__Quoted passage__:
* * *

# Attention Uber Drivers using a Pty Ltd company...



## Hugh G (Sep 22, 2016)

*Small business is the collateral damage of Labor's franking policy
*

 *By Olivia Maragna*
May 10, 2019 - 11.48am
https://www.brisbanetimes.com.au/na...-labor-s-franking-policy-20190510-p51lxa.html

When it comes to the hip pocket in this federal budget, Labor has announced a long list of policies that may have a negative impact.

Those in the firing line include investors, superannuation members, self-managed super funds and self-funded retirees, but amongst those impacted, it seems small business has managed to avoid scrutiny.

With eight more days of the Federal election campaign, Labor will promise a bigger surplus than the Coalition.

Or are they the collateral damage that has been overlooked?

When it comes to Labor's proposal to abolish refundable franking credits, small businesses, operating through a company structure, join the list of those who may be negatively impacted.

So, let's start at the beginning. What are franking credits, and should they be refundable?

Here's a simple way to explain them.

* * *

__Your objective__: Transcribe the forum post about Labor's franking credit policy in full, word for word. The data that comes next is separate material and has no connection to the forum post.

* * *

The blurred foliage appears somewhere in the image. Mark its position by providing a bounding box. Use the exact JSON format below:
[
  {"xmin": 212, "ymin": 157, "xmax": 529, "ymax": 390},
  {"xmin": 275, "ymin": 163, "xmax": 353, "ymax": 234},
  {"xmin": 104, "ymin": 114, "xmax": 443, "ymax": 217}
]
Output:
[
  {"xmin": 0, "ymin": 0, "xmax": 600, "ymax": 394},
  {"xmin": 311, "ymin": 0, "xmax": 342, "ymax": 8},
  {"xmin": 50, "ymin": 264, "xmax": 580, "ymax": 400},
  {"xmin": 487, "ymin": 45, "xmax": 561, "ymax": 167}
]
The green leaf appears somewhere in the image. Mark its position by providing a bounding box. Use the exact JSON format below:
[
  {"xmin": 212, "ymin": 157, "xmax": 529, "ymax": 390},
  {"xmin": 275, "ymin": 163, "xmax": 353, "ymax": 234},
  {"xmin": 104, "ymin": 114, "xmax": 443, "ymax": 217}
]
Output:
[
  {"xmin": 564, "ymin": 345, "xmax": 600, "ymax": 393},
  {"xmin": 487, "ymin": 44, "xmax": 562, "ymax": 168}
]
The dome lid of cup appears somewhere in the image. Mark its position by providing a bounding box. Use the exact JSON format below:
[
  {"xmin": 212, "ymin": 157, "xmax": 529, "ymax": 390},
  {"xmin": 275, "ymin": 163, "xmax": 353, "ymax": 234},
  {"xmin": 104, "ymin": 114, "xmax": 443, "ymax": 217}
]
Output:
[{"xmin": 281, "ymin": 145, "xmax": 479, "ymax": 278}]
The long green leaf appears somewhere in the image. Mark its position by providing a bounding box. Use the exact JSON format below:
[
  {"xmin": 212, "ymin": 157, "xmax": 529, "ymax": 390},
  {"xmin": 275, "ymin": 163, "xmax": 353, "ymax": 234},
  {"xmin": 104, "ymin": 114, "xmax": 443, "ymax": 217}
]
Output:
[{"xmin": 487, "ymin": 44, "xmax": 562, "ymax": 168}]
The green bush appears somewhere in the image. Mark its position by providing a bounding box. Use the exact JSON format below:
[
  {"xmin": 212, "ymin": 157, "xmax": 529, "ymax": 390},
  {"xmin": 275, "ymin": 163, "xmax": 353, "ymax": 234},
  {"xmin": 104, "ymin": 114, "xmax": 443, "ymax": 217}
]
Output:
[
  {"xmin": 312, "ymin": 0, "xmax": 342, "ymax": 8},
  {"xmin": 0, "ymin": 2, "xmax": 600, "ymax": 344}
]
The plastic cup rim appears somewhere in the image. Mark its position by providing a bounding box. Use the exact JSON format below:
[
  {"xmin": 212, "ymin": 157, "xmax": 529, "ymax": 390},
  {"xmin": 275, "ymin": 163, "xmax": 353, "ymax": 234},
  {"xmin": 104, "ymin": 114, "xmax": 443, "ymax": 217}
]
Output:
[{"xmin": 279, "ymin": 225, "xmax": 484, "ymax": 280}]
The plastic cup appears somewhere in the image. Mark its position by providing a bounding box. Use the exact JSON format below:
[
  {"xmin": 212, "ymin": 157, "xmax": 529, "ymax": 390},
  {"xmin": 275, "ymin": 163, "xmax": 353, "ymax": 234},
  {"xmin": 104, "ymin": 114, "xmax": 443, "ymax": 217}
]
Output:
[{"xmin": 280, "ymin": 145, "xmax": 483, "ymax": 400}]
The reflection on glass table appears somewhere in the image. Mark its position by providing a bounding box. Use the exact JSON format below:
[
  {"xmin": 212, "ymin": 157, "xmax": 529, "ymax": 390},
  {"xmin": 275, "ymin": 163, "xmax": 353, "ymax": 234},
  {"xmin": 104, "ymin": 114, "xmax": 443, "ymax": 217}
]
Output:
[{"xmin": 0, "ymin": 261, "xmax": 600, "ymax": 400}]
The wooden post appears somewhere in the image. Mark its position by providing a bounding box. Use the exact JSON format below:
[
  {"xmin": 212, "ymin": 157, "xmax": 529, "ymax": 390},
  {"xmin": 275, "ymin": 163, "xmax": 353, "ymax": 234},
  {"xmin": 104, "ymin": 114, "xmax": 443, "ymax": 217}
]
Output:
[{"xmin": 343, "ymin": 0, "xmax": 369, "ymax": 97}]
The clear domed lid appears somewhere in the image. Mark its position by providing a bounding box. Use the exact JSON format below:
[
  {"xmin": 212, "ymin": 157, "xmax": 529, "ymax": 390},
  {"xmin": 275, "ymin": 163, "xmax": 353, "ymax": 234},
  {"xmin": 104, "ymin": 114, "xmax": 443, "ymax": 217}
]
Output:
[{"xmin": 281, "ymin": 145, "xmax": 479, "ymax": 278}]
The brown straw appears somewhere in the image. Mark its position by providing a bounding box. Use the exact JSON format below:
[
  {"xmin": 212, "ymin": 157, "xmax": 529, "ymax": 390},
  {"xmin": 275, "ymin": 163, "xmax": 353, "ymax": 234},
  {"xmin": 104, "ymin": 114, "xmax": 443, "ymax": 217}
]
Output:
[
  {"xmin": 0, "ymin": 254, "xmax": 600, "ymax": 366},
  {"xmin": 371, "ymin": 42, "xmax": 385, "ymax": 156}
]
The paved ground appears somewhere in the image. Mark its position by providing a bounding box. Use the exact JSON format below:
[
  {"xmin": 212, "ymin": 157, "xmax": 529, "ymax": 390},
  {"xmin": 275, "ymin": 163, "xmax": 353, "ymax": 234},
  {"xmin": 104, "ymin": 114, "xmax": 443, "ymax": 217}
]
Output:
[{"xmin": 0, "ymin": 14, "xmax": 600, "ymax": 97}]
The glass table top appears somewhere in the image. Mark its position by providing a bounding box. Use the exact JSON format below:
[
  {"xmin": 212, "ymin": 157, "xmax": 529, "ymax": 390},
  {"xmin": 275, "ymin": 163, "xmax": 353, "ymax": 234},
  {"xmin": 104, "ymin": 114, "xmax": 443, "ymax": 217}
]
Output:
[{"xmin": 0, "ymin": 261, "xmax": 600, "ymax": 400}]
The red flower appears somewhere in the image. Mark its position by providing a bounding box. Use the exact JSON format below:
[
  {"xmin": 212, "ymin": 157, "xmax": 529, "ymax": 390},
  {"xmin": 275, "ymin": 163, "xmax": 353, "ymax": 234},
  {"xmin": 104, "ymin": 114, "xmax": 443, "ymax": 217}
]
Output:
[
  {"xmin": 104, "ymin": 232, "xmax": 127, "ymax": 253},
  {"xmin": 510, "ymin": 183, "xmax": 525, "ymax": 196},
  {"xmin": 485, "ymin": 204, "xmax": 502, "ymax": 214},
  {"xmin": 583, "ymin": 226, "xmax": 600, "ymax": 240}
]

* * *

__Solution to this exercise__:
# Attention Uber Drivers using a Pty Ltd company...



## Hugh G (Sep 22, 2016)

*Small business is the collateral damage of Labor's franking policy
*

 *By Olivia Maragna*
May 10, 2019 - 11.48am
https://www.brisbanetimes.com.au/na...-labor-s-franking-policy-20190510-p51lxa.html

When it comes to the hip pocket in this federal budget, Labor has announced a long list of policies that may have a negative impact.

Those in the firing line include investors, superannuation members, self-managed super funds and self-funded retirees, but amongst those impacted, it seems small business has managed to avoid scrutiny.

With eight more days of the Federal election campaign, Labor will promise a bigger surplus than the Coalition.

Or are they the collateral damage that has been overlooked?

When it comes to Labor's proposal to abolish refundable franking credits, small businesses, operating through a company structure, join the list of those who may be negatively impacted.

So, let's start at the beginning. What are franking credits, and should they be refundable?

Here's a simple way to explain them.